● **Text**
────────────────────────────────────────
Mistral-7B v0.1 — 8-bit (bitsandbytes)

This repository provides an 8-bit (bitsandbytes) quantized version of mistralai/Mistral-7B-v0.1 for efficient inference on consumer GPUs. The architecture and tokenizer are unchanged; only the weight format/loader is adapted for memory savings.

Note: This is not an instruction-tuned or fine-tuned model—just an 8-bit loading of the base model for inference.


Model Details

  • Developed by: Mistral AI (base model); quantized and shared by the repo maintainer
  • Model type: Decoder-only causal language model (7B parameters)
  • Languages: English (primarily), may generalize to other languages to a limited extent
  • License: Apache-2.0 (inherits from base model)
  • Finetuned from: No – this is the base model loaded in 8-bit (bnb.int8)

Model Sources


What’s Included

  • config.json, generation_config.json
  • Weights (sharded safetensors):
    • model-00001-of-00002.safetensors
    • model-00002-of-00002.safetensors
    • model.safetensors.index.json
  • Tokenizer files:
    • tokenizer.model, tokenizer.json, tokenizer_config.json, special_tokens_map.json

Uses

Direct Use

  • General text generation, drafting, exploration, and research.
────────────────────────────────────────
● **Task 1**
Pull out each row that contains the string "gravestone", copying it in full. Case counts.
────────────────────────────────────────
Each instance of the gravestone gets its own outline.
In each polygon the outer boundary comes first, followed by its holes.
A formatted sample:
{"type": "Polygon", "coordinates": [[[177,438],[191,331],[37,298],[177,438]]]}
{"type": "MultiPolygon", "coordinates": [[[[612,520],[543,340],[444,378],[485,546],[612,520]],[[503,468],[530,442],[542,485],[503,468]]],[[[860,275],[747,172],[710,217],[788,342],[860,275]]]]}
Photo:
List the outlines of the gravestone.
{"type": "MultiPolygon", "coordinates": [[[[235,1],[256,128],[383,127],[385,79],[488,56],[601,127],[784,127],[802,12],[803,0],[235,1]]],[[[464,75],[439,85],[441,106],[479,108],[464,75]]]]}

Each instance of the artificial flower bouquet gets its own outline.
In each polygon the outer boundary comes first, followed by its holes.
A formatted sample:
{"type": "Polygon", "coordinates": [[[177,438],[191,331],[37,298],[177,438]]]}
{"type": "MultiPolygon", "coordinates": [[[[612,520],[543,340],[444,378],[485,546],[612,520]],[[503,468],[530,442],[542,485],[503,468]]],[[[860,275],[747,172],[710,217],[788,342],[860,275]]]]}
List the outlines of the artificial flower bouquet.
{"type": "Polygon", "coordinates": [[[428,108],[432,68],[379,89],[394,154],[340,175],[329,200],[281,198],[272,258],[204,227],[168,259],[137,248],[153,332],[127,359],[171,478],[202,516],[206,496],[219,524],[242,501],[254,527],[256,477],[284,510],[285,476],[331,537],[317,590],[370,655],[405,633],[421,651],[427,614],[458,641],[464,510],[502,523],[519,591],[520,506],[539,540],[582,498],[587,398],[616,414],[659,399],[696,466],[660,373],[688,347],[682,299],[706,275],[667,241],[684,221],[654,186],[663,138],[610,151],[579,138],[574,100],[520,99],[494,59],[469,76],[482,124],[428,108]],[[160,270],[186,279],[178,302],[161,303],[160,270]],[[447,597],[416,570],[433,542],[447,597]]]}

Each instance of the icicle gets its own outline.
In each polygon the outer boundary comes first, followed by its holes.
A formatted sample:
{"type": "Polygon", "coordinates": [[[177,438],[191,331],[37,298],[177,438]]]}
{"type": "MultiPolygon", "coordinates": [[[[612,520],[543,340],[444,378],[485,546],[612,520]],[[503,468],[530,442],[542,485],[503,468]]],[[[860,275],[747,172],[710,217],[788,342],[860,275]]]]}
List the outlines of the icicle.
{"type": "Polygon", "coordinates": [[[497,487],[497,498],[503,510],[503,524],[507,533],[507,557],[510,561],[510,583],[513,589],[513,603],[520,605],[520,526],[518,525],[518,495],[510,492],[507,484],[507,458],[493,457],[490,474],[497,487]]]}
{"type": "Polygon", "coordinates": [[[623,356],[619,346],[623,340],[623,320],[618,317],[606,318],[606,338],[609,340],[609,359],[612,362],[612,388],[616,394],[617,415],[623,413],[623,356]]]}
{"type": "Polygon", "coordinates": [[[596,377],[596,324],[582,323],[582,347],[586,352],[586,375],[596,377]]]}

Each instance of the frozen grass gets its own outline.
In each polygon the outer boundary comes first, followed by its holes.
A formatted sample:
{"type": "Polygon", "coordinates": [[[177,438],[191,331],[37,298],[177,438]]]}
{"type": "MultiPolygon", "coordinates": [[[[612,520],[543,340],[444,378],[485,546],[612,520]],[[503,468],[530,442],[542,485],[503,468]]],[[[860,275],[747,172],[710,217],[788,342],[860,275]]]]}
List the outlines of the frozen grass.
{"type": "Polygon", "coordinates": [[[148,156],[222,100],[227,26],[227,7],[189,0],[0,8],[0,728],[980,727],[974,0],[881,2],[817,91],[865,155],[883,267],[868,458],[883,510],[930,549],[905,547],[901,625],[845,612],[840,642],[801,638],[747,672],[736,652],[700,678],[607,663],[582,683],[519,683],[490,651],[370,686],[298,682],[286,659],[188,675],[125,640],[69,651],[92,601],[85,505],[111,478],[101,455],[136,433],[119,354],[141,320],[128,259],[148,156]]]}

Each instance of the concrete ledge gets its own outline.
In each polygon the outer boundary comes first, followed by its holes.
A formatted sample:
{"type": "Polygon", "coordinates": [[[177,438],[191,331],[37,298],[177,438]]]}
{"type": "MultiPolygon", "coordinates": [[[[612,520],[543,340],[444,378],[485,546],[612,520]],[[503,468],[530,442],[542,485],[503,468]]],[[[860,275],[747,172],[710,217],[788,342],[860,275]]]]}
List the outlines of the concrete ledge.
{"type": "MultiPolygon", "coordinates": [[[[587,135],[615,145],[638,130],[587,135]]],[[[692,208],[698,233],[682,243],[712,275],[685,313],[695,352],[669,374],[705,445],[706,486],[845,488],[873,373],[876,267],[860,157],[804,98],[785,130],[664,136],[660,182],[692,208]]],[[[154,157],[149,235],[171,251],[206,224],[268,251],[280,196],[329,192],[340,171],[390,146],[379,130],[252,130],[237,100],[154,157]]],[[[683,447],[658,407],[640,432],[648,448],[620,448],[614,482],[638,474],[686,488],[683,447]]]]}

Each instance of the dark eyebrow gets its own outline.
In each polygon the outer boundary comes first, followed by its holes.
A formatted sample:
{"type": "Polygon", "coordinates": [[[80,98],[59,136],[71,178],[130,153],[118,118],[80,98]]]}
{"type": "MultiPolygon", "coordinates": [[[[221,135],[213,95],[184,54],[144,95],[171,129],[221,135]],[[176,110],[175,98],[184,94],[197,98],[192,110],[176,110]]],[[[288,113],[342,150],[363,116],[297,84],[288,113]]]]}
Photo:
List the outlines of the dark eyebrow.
────────────────────────────────────────
● **Task 2**
Reproduce the passage of the Mistral-7B description that opens with "Mistral-7B v0.1 —" and closes with "in 8-bit (bnb.int8)", swapping "consumer GPUs" for "laptop GPUs".

● **Correct answer 1**
Each instance of the gravestone gets its own outline.
List the outlines of the gravestone.

● **Correct answer 2**
Mistral-7B v0.1 — 8-bit (bitsandbytes)

This repository provides an 8-bit (bitsandbytes) quantized version of mistralai/Mistral-7B-v0.1 for efficient inference on laptop GPUs. The architecture and tokenizer are unchanged; only the weight format/loader is adapted for memory savings.

Note: This is not an instruction-tuned or fine-tuned model—just an 8-bit loading of the base model for inference.


Model Details

  • Developed by: Mistral AI (base model); quantized and shared by the repo maintainer
  • Model type: Decoder-only causal language model (7B parameters)
  • Languages: English (primarily), may generalize to other languages to a limited extent
  • License: Apache-2.0 (inherits from base model)
  • Finetuned from: No – this is the base model loaded in 8-bit (bnb.int8)